---- Record grezzi
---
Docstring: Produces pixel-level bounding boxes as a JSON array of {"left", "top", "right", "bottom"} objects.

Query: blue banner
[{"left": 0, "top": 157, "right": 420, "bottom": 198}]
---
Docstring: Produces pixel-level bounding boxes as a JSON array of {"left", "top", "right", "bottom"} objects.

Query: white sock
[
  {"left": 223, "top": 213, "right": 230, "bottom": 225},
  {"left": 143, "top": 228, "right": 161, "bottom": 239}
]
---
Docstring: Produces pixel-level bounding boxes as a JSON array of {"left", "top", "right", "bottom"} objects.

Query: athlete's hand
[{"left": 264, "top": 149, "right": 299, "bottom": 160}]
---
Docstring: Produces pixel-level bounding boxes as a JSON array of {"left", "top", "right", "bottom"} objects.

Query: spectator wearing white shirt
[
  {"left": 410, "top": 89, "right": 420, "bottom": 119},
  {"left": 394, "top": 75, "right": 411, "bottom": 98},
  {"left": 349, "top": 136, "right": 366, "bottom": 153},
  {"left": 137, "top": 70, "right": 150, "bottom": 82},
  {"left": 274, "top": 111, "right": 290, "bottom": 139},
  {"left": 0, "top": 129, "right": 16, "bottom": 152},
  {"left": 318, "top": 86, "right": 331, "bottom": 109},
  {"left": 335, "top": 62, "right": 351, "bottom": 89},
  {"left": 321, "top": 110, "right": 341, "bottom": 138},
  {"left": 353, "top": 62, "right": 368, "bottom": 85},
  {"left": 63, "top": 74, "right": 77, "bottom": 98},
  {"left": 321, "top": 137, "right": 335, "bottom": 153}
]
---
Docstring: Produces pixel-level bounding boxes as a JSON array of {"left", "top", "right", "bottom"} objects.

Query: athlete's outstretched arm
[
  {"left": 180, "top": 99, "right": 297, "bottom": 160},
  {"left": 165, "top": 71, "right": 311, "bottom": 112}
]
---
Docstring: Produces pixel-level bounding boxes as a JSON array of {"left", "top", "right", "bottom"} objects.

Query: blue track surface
--------
**Obiettivo dell'esercizio**
Aggiorna i record riportati sopra sostituendo ogni occorrenza di "Query" con "Label", lasciando invariato tutto il resto.

**Risposta completa**
---
Docstring: Produces pixel-level bounding boxes as a JSON array of {"left", "top", "right", "bottom"} objects.

Label: blue banner
[{"left": 0, "top": 157, "right": 420, "bottom": 198}]
---
Docstring: Produces pixel-level bounding boxes as a JSON array of {"left", "top", "right", "bottom"} objects.

Label: white sock
[
  {"left": 223, "top": 213, "right": 230, "bottom": 225},
  {"left": 143, "top": 228, "right": 161, "bottom": 239}
]
---
Docstring: Produces pixel-level bounding boxes as a JSON array of {"left", "top", "right", "bottom"} objects.

Label: athlete's hand
[{"left": 264, "top": 149, "right": 299, "bottom": 160}]
---
Docstring: Produces pixel-level bounding boxes as a JSON array of {"left", "top", "right", "bottom"} objects.

Label: spectator wearing white shirt
[
  {"left": 410, "top": 89, "right": 420, "bottom": 119},
  {"left": 394, "top": 75, "right": 411, "bottom": 98},
  {"left": 349, "top": 136, "right": 366, "bottom": 153},
  {"left": 137, "top": 70, "right": 150, "bottom": 82},
  {"left": 274, "top": 111, "right": 290, "bottom": 139},
  {"left": 0, "top": 129, "right": 16, "bottom": 152},
  {"left": 318, "top": 86, "right": 331, "bottom": 109},
  {"left": 335, "top": 62, "right": 351, "bottom": 89},
  {"left": 321, "top": 110, "right": 341, "bottom": 138},
  {"left": 353, "top": 62, "right": 368, "bottom": 85},
  {"left": 63, "top": 74, "right": 77, "bottom": 98},
  {"left": 321, "top": 137, "right": 335, "bottom": 153}
]
---
Docstring: Produces pixel-level bounding boxes as a JSON array of {"left", "top", "right", "bottom"} objects.

Label: athlete's outstretched arm
[
  {"left": 180, "top": 99, "right": 297, "bottom": 160},
  {"left": 165, "top": 71, "right": 311, "bottom": 112}
]
---
Docstring: Produces pixel-level bounding boxes as a JSON array of {"left", "top", "right", "bottom"} objects.

Label: blue track surface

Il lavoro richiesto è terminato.